There has been much celebration this year to mark the passing of a half century since the double helical structure of DNA was put forward. But 2003 is notable in another sense, of course; this year marks the 50th anniversary of the conquering of Mount Everest by Edmund Hillary and Tenzing Norgay. Although you will not see extensive coverage of that accomplishment in the pages of Nature Structural Biology—we'll leave that to National Geographic—it does call to mind a topic of considerable recent interest to structural and molecular biologists, the oxygen-sensing pathway and consequent physiological response to oxygen deprivation.

Oxygen deprivation, or hypoxia, triggers a physiological response mediated by the key transcription factor hypoxia-inducible factor-1 (HIF-1). HIF-1 is a heterodimer consisting of the unstable HIF-1α subunit and a constitutively expressed HIF-1β subunit. When physiologically normal oxygen levels are present, HIF-1α is targeted for destruction. However, as a consequence of lower than normal oxygen levels, HIF-1α is stabilized and transported from the cytoplasm to the nucleus, where it dimerizes with HIF-1β. The intact HIF-1 heterodimer then binds to gene promoters containing hypoxia-responsive elements, activating the transcription of gene products associated with oxygen homeostasis and adaptation to hypoxia.

The details of the oxygen-sensing pathway started to come into focus early in 2001, with independent reports from the groups of William Kaelin and Peter Ratcliffe aimed at understanding the regulatory mechanism behind HIF-1α degradation. These studies identified a specific post-translational modification, hydroxylation of a conserved proline residue within HIF-1α. This modified proline is recognized by the product of the von Hippel-Lindau tumor suppressor gene, pVHL, which tags the α subunit for degradation by the proteasome. The enzymes responsible for the post-translational modification of HIF-1α belong to a family of iron-dependent prolyl hydroxylases that employ O2 as a substrate in the hydroxylation reaction. Thus, these enzymes seem to provide the direct link between oxygen levels and HIF-1 function.

While this all seems relatively straightforward, more recent findings have added additional levels of complexity. Researchers have identified a second modification, the hydroxylation of an asparagine residue in the HIF-1α C-terminal transactivation domain. This modification disrupts the interface with the cysteine-histidine rich domain of transcriptional coactivators, such as CBP and p300, providing an additional oxygen-sensing switch which may serve as a failsafe mechanism.

DATA LISTING:
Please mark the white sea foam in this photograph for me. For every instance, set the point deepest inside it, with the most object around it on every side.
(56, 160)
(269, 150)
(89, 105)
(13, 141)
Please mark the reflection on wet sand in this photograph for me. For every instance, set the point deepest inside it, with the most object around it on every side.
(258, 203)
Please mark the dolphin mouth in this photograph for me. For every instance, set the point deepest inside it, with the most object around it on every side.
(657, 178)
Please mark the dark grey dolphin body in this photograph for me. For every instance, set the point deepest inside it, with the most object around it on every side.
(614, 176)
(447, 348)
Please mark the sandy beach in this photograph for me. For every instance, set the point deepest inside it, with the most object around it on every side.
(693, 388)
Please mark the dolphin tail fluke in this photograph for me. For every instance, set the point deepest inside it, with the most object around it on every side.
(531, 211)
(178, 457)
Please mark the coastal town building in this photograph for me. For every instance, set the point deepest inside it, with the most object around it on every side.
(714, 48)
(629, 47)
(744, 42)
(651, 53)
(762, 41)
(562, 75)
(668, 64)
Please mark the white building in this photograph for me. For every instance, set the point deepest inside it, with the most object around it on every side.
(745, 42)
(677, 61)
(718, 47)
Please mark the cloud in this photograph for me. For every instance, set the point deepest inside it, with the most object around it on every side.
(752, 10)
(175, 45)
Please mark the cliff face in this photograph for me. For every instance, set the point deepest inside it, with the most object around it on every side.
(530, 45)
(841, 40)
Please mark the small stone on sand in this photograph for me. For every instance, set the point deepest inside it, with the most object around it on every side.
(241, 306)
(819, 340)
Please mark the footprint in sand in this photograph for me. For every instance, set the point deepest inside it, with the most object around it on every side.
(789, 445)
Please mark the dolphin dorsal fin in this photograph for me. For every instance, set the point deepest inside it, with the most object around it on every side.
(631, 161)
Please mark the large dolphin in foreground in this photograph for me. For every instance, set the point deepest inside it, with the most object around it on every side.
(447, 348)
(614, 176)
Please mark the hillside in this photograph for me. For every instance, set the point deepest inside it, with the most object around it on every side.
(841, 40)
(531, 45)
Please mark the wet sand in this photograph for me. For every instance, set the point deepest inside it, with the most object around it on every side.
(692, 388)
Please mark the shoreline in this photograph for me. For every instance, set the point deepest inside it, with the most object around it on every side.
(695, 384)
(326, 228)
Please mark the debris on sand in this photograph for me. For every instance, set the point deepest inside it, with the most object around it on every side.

QUESTIONS TO ANSWER:
A. In the passage on oxygen sensing, what recognizes the hydroxylated proline in HIF-1α?
B. Resume the passage on oxygen sensing, starting after its final sentence.

ANSWERS TO THE TASKS:
A. pVHL, the product of the von Hippel-Lindau tumor suppressor gene.

B.
A report by Michael Eck and co-workers on page 504 of this issue now adds another piece to the puzzle. Eck and co-workers report the structure of a complex formed between the cysteine-histidine rich domain of p300 and the transactivation domain of CITED2, a putative negative regulator of HIF-1α. The presence of three tandem hypoxia-responsive elements in the CITED2 gene promoter suggests that CITED2 expression is upregulated during hypoxia. Eck and co-workers demonstrate that CITED2 disrupts a complex between the transactivation domain of HIF-1α and p300's cysteine-histidine rich domain. Their studies suggest a mechanism whereby CITED2 regulates HIF-1 by competing for a single binding site on p300, a control mechanism that could be involved in shutting down the hypoxia response when oxygen levels have returned to normal.

In addition to mediating the hypoxia response, HIF-1 activity is also critical for related physiological events, including blood vessel formation during embryogenesis, as well as pathophysiological processes such as the formation of angiogenic tumors. This link to cancer, and the involvement of HIF-1 in diabetes and a variety of ischemic diseases, should make HIF-1 an attractive drug target. But determining effective therapeutic strategies will depend on a thorough understanding of the finer points of the oxygen-sensing pathway. This comprehensive understanding will no doubt be achieved in much the same way that Hillary and Norgay ultimately conquered Mount Everest—one step at a time.